Records for this exercise section start
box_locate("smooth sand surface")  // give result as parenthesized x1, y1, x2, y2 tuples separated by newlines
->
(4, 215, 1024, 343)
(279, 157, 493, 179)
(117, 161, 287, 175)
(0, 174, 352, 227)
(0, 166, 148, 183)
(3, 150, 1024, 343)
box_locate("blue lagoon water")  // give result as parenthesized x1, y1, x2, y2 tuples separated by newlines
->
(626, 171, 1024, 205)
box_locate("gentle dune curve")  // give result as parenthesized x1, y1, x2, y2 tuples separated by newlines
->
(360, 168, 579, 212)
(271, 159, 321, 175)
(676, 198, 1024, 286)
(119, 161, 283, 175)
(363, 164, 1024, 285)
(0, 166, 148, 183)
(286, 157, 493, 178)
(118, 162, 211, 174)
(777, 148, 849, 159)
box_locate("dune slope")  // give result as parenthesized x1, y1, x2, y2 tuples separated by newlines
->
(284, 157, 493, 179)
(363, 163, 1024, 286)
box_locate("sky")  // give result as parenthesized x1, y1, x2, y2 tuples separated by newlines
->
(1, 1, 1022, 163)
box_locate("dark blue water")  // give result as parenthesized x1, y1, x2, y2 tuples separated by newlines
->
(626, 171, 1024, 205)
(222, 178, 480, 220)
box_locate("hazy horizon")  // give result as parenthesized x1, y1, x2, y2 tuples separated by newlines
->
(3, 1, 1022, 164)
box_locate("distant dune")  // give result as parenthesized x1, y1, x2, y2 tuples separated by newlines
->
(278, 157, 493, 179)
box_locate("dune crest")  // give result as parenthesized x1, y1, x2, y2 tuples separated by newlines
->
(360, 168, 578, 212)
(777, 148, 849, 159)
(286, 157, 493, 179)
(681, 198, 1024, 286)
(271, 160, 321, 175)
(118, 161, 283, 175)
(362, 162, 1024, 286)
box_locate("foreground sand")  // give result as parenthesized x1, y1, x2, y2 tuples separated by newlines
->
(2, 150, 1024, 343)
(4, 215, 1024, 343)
Records for this exercise section end
Task brief: Return the records exactly, every line included.

Finished task:
box_locate("smooth sand surface")  // give result as parenthesized x1, y1, x2, y2 tuples separated by newlines
->
(4, 215, 1024, 343)
(279, 157, 493, 179)
(117, 161, 287, 175)
(0, 174, 352, 227)
(0, 166, 148, 183)
(3, 150, 1024, 343)
box_locate("blue lagoon water")  // give result as parenthesized x1, y1, x2, y2 tuples separated by newlines
->
(626, 171, 1024, 205)
box_locate("gentle dune curve")  // give result as parenthesized x1, y1, x2, y2 tuples separated by newlines
->
(360, 168, 579, 212)
(271, 159, 321, 175)
(676, 198, 1024, 286)
(119, 161, 283, 175)
(363, 164, 1024, 285)
(0, 166, 148, 183)
(286, 157, 493, 178)
(118, 162, 211, 174)
(777, 148, 849, 159)
box_locate("dune slope")  // give result as parenthesized x1, y1, x2, y2 tuples separated by newlines
->
(284, 157, 493, 179)
(363, 163, 1024, 286)
box_locate("sky")  // give result as parenthesized x1, y1, x2, y2 tuples separated by newlines
->
(1, 1, 1022, 163)
box_locate("dark blue water")  // give result as parenthesized x1, y1, x2, y2 tuples separated by newlines
->
(626, 171, 1024, 205)
(222, 178, 480, 220)
box_locate("hazy horizon")  // give result as parenthesized x1, y1, x2, y2 tuples separated by newlines
->
(3, 1, 1022, 164)
box_locate("distant dune")  // give result as parenthesized x1, y1, x2, y2 tuples separated by newlines
->
(278, 157, 493, 179)
box_locate("dune crest")  // give result as parenthesized x1, y1, x2, y2 tuples separated by newlines
->
(360, 168, 578, 212)
(777, 148, 849, 159)
(286, 157, 493, 179)
(681, 198, 1024, 286)
(271, 160, 321, 175)
(118, 161, 283, 175)
(362, 162, 1024, 286)
box_locate("foreground sand")  // give result as parenthesized x1, y1, x2, y2 tuples separated by newlines
->
(2, 150, 1024, 343)
(4, 215, 1024, 343)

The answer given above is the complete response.